*WHAT IS BEING ASKED:* The records that follow are to be transcribed in full, without their images.
"""
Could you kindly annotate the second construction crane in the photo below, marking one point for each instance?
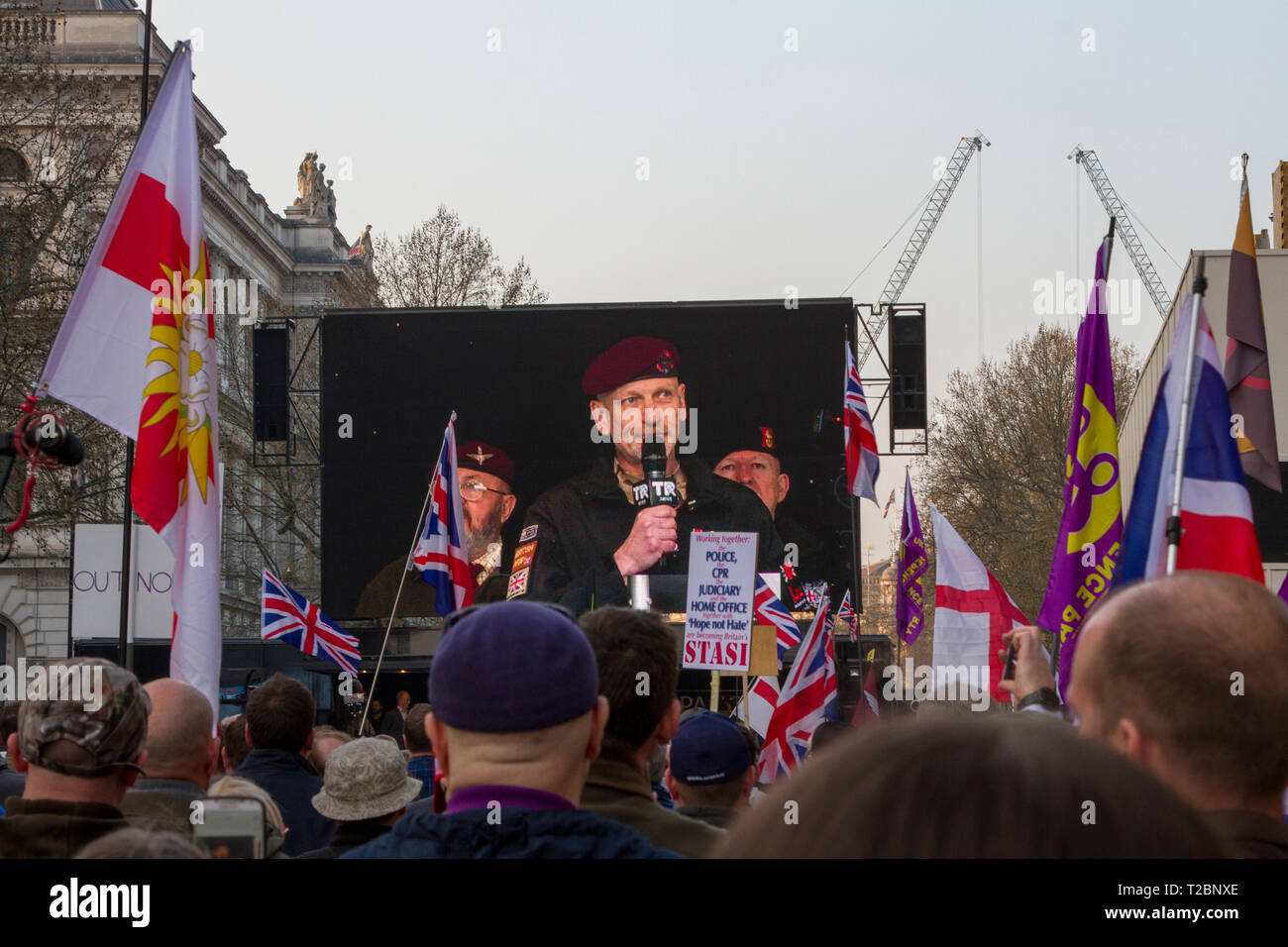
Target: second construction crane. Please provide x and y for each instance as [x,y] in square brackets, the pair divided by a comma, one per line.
[921,234]
[1126,232]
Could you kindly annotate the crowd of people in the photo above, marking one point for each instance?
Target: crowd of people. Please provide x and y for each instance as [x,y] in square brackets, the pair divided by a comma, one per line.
[558,737]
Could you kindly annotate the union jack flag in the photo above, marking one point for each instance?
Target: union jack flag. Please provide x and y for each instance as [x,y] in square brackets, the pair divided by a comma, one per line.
[441,553]
[771,611]
[287,616]
[806,699]
[862,464]
[846,613]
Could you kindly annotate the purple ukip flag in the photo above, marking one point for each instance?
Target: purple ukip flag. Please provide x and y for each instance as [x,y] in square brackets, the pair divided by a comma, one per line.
[909,612]
[1087,545]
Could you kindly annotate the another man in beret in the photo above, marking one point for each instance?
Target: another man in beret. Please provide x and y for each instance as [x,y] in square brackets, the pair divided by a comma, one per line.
[709,771]
[515,724]
[754,459]
[80,758]
[485,475]
[584,539]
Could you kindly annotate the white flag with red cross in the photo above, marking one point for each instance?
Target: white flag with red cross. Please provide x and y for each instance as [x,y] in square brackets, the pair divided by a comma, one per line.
[137,351]
[971,613]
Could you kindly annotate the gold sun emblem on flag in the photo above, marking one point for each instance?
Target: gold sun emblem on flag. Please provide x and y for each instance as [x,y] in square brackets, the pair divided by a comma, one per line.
[179,368]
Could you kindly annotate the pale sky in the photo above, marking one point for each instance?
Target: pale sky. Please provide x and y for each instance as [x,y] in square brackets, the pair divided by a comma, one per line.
[767,167]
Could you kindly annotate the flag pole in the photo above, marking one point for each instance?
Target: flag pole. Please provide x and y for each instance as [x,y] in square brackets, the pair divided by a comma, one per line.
[1077,398]
[1173,521]
[393,611]
[124,656]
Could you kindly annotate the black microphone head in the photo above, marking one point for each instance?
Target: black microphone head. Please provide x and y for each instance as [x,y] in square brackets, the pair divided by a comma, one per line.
[653,459]
[71,451]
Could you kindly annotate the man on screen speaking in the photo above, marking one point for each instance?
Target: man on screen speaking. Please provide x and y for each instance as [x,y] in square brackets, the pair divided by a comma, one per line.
[584,539]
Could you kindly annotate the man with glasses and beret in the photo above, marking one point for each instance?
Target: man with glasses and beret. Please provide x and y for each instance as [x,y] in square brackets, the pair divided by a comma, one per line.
[752,457]
[584,539]
[485,474]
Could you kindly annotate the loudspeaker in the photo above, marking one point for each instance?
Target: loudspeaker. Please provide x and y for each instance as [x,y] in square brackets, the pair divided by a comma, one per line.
[909,368]
[270,377]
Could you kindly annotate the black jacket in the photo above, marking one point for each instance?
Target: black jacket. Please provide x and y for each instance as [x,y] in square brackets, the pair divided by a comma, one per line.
[291,781]
[583,522]
[53,828]
[348,836]
[520,834]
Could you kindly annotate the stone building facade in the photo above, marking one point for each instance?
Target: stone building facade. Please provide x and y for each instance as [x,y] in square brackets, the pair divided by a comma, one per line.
"""
*OUTPUT OF THE EXERCISE:*
Could you kindly annotate the second construction crane in the photo below, marking one point for each instance?
Target: second construction crane. Please provide x and y for each instance as [x,y] in square brackets, the pair divided by a comma, one per line.
[921,234]
[1126,232]
Could you kindly annotate the crowd of people in the photo above, marking one point for each instance?
Target: crowd of people. Please provide x and y for each instance as [x,y] in square brackets, the pair divided by a comma, one per line.
[558,737]
Could you kindly annotate the union jack flag in the photo above, marking one point for each instance?
Target: union jack flag. Please provide x and y for each instance as [x,y] in square brackets, the pair divided by a comma, one per line.
[441,553]
[771,611]
[287,616]
[806,699]
[862,464]
[846,613]
Could you kindly annotate the purple ukip flag in the photo above, marking one point for each instance?
Target: purple ukip flag. Please provide x and y for each instance as [x,y] in square brackets, the pair divided by a comma, one per line.
[909,612]
[1087,545]
Could you kindly annotate the another man in beret in the photo above, marking one point for each instance?
Target: another man in beret. Please provide x and y for each instance as [x,y] in square brackets, the pair divided by a comma, one per line.
[709,771]
[515,724]
[754,459]
[80,758]
[485,475]
[584,539]
Could you kindly annotate the white flag with red cross in the photo above, marking one point for each instance?
Target: white flag with red cross. Please provide x and y for each instance as [x,y] in square brackets, the pair divided by a comma, one per line.
[137,351]
[971,613]
Could you kindly annotate the gold sun emblem on flag in the photo above, marking one point for each instance?
Target: gold sun emblem on flag. Please provide x and y for each instance as [x,y] in square brackets, the pair divided by a comma, one per line.
[179,368]
Could you kindly annotate the pale sky in the photo above, marking one point for each instance?
Target: pale sky. Please provide x and y for each instance as [x,y] in square brackets, the pair divided by a comma, one per line.
[767,167]
Could you kindly annotate the flag pole in the photo above, marking one point for each instance?
Target: flag pole. Please provide x and y for each instance as [x,y] in square brackets, the pair divided by a comma, one per line.
[1077,398]
[1173,521]
[393,611]
[124,656]
Could you kindly annotate the black microphone head in the photo above, marking one point for each instance?
Target: black microphone head. Please provide x and y for each instance as [x,y] in square brackets, the pair divided by a comma, one per line.
[653,459]
[71,451]
Could you kindly annotate the man on screen speaking in the photo above, marking one point for each instance?
Target: man on screen speaking. Please provide x and y for each instance as [x,y] in square brackets, the pair divided by a comma, one per line.
[584,539]
Could you kindly annotate the man with glasses and beret in the photo above, marking one point for each instance?
Target: man with glasses and beret. Please provide x and y for each instance as [x,y] in square brackets, the pair divided by a comma, one per line.
[752,457]
[584,539]
[485,474]
Could you kindly annotate the loudspeaker in the photo above, marking one point for each instance?
Target: loudspeaker. Please provide x and y for each instance as [x,y] in square brackets, the pair divided by a comma, one per line.
[909,368]
[270,377]
Could you kindly annotate the black jacket in the photo above, marking one point for each instance?
Target: black jacket. Please provide x and y for each instance as [x,y] in square brackets, the pair divided by a comma, one per line.
[291,781]
[583,522]
[53,828]
[348,836]
[520,834]
Could you kindly annotate the stone building facade in the photo above, marking one point for each instance?
Target: stone building facade. Please provide x and y for each instance as [x,y] in square brackets, the pair divided by a comma, one per line.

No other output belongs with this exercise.